**WHAT TO WORK ON:** Set down every record exactly as it appears.

**AVAILABLE DATA:**
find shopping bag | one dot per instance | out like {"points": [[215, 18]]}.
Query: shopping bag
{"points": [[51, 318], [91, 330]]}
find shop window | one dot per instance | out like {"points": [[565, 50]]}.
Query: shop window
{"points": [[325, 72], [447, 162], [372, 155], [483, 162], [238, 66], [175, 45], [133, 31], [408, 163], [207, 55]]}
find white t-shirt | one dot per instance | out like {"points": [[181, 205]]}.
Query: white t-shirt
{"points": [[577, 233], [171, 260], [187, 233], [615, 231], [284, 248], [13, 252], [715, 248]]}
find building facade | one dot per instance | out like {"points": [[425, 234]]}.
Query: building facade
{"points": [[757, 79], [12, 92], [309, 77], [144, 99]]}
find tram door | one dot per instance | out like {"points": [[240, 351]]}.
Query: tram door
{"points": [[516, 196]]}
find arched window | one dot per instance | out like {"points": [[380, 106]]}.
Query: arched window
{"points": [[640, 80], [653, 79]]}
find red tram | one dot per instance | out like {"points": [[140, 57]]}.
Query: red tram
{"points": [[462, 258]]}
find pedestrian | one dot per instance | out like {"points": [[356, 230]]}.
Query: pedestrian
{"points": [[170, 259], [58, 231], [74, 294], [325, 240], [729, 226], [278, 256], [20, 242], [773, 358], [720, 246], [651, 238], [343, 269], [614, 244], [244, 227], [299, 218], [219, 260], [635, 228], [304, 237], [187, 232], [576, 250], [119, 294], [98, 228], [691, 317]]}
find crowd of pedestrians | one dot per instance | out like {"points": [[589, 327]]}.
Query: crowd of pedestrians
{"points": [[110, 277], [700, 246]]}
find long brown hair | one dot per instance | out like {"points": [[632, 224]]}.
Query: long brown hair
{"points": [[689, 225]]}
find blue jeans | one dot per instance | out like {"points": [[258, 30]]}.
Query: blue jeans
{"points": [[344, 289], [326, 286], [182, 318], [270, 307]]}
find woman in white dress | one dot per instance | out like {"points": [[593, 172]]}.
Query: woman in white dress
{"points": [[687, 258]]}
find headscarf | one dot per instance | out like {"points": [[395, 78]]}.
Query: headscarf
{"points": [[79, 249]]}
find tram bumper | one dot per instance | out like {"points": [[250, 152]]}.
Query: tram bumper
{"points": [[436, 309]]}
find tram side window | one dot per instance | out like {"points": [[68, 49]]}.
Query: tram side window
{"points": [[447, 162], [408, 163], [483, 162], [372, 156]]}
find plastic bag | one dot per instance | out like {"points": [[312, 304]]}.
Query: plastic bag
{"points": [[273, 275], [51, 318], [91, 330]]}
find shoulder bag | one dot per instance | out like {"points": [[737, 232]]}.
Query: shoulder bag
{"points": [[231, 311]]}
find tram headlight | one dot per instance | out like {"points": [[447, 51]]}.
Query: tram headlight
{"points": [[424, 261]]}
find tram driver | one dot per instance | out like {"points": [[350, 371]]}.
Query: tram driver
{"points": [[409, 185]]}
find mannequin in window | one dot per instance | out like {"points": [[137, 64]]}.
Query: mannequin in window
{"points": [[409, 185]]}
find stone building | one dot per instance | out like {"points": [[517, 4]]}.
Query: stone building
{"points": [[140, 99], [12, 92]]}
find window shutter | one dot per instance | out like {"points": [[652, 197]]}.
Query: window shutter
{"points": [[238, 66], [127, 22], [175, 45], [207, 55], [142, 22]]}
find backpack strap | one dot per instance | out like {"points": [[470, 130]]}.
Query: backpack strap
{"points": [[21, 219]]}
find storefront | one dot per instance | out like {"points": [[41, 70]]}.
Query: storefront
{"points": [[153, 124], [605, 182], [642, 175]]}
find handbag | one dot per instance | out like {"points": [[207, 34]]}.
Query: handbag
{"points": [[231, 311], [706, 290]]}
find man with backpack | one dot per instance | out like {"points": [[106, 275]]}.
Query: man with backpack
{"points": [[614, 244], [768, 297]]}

**ANSWER AREA:**
find shopping bag | one dot per instance | out like {"points": [[215, 18]]}.
Query: shopping bag
{"points": [[51, 318], [91, 330]]}
find shop window | one dot per instance | out like {"points": [[565, 50]]}.
Query: shop window
{"points": [[325, 72], [447, 162], [372, 155], [483, 162], [238, 66], [175, 45], [133, 31], [408, 163], [207, 55]]}
find white t-shirt | one dot per instance | out like {"points": [[181, 205]]}.
Query: white t-shirt
{"points": [[577, 233], [171, 260], [187, 233], [615, 231], [284, 248], [13, 252], [715, 248]]}
find building facade | one dot per instance | out like {"points": [[425, 234]]}.
Query: building facade
{"points": [[757, 79], [12, 92], [309, 77], [144, 99]]}
find tram door | one dot per instance | out like {"points": [[240, 351]]}.
Query: tram door
{"points": [[516, 196]]}
find arched window | one dot per instance | out like {"points": [[380, 106]]}.
Query: arched window
{"points": [[640, 80], [653, 79]]}
find red tram | one dot per instance | out like {"points": [[140, 57]]}.
Query: red tram
{"points": [[462, 258]]}
find pedestrian | one dot per instance | out like {"points": [[356, 230]]}.
Query: pedestrian
{"points": [[170, 259], [58, 231], [74, 294], [325, 240], [729, 226], [278, 256], [20, 242], [773, 358], [720, 246], [651, 238], [343, 269], [614, 244], [244, 227], [299, 218], [219, 260], [635, 228], [304, 237], [187, 232], [576, 250], [119, 294], [98, 228], [691, 317]]}
find crowd of pedestrians | one dot per instance | out like {"points": [[589, 327]]}.
Query: crowd of pedestrians
{"points": [[110, 277], [700, 246]]}
find long brown hair | one dot per instance | out like {"points": [[632, 224]]}.
Query: long brown hair
{"points": [[689, 225]]}
find blue jeans | one dot per instance | out like {"points": [[258, 30]]}.
Query: blue jeans
{"points": [[344, 289], [326, 286], [182, 318], [270, 307]]}
find woman in white dress | one dot per instance | out like {"points": [[593, 172]]}.
Query: woman in white dress
{"points": [[687, 258]]}
find headscarf | one dot per instance | out like {"points": [[395, 78]]}.
Query: headscarf
{"points": [[79, 249]]}
find tram bumper | one dot per instance | out like {"points": [[250, 152]]}.
Query: tram bumper
{"points": [[436, 309]]}
find tram side window | one dot per instance | out like {"points": [[68, 49]]}.
Query: tram side window
{"points": [[447, 162], [408, 163], [483, 162], [372, 156]]}
find plastic bag | one dot per instance | out like {"points": [[312, 304]]}.
Query: plastic bag
{"points": [[273, 275], [51, 318], [91, 330]]}
find shoulder bag | one dot per instance | out like {"points": [[737, 232]]}.
Query: shoulder bag
{"points": [[231, 311]]}
find tram headlight | one dot per instance | out like {"points": [[447, 51]]}.
Query: tram headlight
{"points": [[424, 261]]}
find tram driver | one dot per instance | out like {"points": [[350, 371]]}.
Query: tram driver
{"points": [[409, 185]]}
find mannequin in window | one dot per instance | out like {"points": [[137, 64]]}.
Query: mannequin in window
{"points": [[409, 185]]}
find stone building | one dot per instance | out like {"points": [[517, 4]]}.
Query: stone building
{"points": [[140, 99], [12, 92]]}
find window shutter | one dot per instance | out like {"points": [[652, 197]]}.
Query: window shutter
{"points": [[238, 66], [127, 22], [175, 45], [207, 55], [142, 22]]}
find backpack strap | one dot per instance | out like {"points": [[470, 130]]}.
Query: backpack strap
{"points": [[21, 219]]}
find storefront | one dot per instance | out like {"points": [[41, 70]]}.
Query: storefront
{"points": [[153, 124], [605, 182], [642, 175]]}
find handbag | one dot per instance | out like {"points": [[207, 34]]}.
Query: handbag
{"points": [[231, 311], [706, 290]]}
find man with backpack | one dot per instance | out like {"points": [[106, 275]]}.
Query: man with backpack
{"points": [[614, 244], [768, 297]]}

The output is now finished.